This paper addresses the problem of evaluating spoken dialogue systems, pointing out that current methods which focus on evaluating a single turn given the history bear little relation to the overall user experience. The core idea is a hybrid metric M_h which is a linear combination of three metric classes, each being measured across a whole dialogue: sentiment using a classifier trained on Twitter, semantic similarity measured by Infersent plus a number of simple word based metrics, and Engagement based a question score and length of user inputs. The dialogues themselves are generated automatically by self-play ie the systems output is simply fed back as input for a fixed number of turns. The ideas underlying M_h are then used in two ways. Firstly its main components: sentiment and semantics are used to regularise training a standard HRED. VHRED and VHCR dialogue model. This is shown to improve human evaluations of quality, fluency, diversity, contingency and empathy in most cases. They then show that although single turn metrics show similar trends they are very noisy and correlation between with human evaluation is poor. However, the proposed M_h metric correlates very well with human judgement. Overall, this is an interesting paper. The proposed metric appears to be very useful and the self-play idea is useful where there is no existing dialogue data to evaluate on (as would be the case during system development). However, this is really two papers in one. Although they are inspired by the same idea, the proposed regularisation for training chatbots is really a separate topic to evaluation and I would have preferred the focus to be on the latter. In particular, it isnt clear why the proposed metric could not be applied to some of the existing published data sets eg Multi-Woz.

Records in a dataset
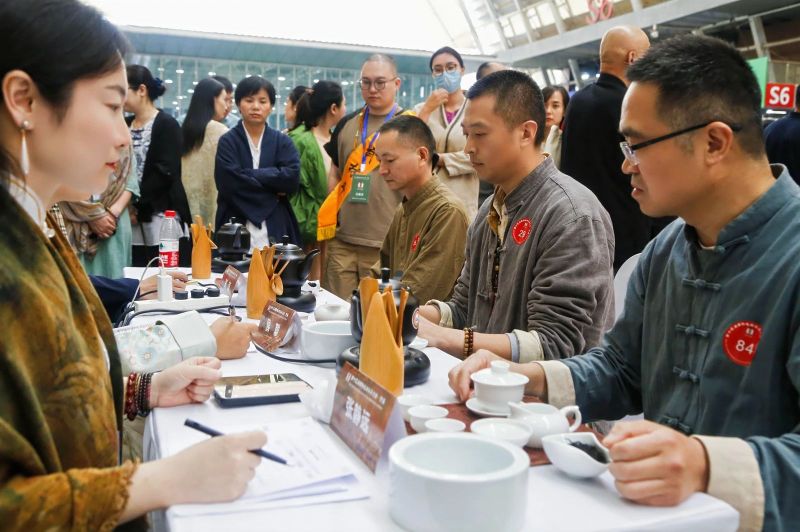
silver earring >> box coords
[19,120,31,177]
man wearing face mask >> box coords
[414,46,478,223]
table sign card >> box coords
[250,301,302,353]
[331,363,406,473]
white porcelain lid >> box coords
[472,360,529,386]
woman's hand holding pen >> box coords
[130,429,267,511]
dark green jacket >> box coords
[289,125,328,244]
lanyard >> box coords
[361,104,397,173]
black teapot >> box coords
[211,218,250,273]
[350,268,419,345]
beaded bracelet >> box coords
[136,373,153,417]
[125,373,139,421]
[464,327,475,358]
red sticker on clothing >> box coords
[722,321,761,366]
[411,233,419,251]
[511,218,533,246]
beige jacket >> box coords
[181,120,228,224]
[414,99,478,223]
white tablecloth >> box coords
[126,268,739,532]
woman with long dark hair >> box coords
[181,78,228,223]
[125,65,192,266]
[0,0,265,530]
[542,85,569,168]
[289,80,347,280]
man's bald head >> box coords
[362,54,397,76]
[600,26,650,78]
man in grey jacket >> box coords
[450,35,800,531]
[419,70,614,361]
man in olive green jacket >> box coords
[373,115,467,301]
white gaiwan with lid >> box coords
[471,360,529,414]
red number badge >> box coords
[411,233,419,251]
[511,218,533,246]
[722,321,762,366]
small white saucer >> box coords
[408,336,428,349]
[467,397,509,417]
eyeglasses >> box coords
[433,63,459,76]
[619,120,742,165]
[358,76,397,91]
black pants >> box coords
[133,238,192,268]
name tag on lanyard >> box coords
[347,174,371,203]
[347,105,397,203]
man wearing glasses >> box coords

--

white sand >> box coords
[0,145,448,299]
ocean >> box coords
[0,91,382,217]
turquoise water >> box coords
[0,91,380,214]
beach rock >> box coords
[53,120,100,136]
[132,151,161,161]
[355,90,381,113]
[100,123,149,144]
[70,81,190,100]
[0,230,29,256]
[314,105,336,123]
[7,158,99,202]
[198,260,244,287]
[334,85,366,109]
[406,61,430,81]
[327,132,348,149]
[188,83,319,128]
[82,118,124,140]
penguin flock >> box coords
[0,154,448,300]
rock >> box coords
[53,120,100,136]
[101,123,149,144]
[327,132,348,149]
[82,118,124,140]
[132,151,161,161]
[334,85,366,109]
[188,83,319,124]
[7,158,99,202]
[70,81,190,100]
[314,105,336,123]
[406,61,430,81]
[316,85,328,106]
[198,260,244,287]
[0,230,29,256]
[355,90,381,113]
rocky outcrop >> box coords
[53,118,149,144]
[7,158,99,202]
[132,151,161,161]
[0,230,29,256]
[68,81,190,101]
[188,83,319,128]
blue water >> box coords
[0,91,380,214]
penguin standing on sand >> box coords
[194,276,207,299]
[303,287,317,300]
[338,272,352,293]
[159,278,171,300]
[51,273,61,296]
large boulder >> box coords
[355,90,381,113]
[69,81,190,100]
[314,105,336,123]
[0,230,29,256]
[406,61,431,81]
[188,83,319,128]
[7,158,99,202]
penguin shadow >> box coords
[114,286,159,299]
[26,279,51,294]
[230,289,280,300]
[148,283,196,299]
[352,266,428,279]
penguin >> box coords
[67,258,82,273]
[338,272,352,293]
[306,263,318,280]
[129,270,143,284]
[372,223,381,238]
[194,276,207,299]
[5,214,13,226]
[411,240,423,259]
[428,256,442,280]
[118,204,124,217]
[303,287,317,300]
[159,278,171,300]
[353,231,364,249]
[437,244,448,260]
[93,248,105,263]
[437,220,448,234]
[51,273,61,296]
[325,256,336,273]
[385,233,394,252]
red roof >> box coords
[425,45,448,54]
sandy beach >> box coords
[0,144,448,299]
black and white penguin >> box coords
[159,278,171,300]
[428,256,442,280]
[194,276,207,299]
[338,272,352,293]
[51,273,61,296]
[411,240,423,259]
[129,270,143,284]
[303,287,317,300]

...

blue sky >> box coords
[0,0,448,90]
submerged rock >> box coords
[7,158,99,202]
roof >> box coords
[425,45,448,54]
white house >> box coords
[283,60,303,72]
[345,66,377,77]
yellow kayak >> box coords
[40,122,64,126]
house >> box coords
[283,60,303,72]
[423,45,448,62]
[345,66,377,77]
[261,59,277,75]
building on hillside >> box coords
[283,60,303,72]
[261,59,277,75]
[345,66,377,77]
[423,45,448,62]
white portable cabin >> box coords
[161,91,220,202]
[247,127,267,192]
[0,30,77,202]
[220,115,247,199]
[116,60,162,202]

**What to do:**
- A) Translate this sentence from the review of the dialogue-evaluation paper into Spanish: "However, the proposed M_h metric correlates very well with human judgement."
- B) Pick up the review of the dialogue-evaluation paper after its final sentence and keep writing it.

**Responses by item number:**
- A) Sin embargo, la métrica M_h propuesta se correlaciona muy bien con el juicio humano.

- B)
The paper starts out with an attempt to address the difficulty of evaluating a conversational model that is supposed to be able to produce an interesting dialog (with human) in an open-domain chat. This is indeed a challenge for the research on automated dialog systems. However the paper soon goes into the addition of an EI regularization layer, which is confusing and somewhat distracts from the main focus on the evaluation system. In the experiments it is shown that using five conventional metrics with humans doing the scoring, the proposed EI regularization can improve almost each of the 3 known models; yet between the 3 models the ANOVA results do not show significant differences. Then using the hybrid metric and self-play automation, it is shown that the addition of the EI layer is favorable over the baseline models, and the results correlate well with human judgment using the conventional metrics on interactive sessions. One critical discussion that is missing is in what specific ways self-play dialog differs from interactions with a real user. Does self-play assume that the same persona is talking on both sides? How can one accurately represent the persistent but potentially very different personas represented by real users? The paper also seems to struggle between two main proposals: one on the addition of the EI regularization layer, and the other on advocating self-play automated multi-turn evaluation and a hybrid metric. If the EI proposal is meant to be the main contribution, the arguments about the evaluation metrics and self-play set up are problematic, because you are showing that with your proposed evaluation, your proposed modification is better than the baseline. There is a question on the fairness of the evaluation choices. On the other hand, if the evaluation system is meant to be the main proposal, then the choice of the EI regularization could be an unfair demonstration of the effectiveness of the evaluation system. How are you sure that your proposed evaluation scheme will not contradict human judgment when a different set of alternatives are evaluated? Either proposal provides some useful but rather incremental contribution to the state of the art in dialog modeling. Given that, the paper seems to be a better fit for an audience more specialized in dialog modeling. It is unclear how the broader audience in NeurIPS can be benefited from the work.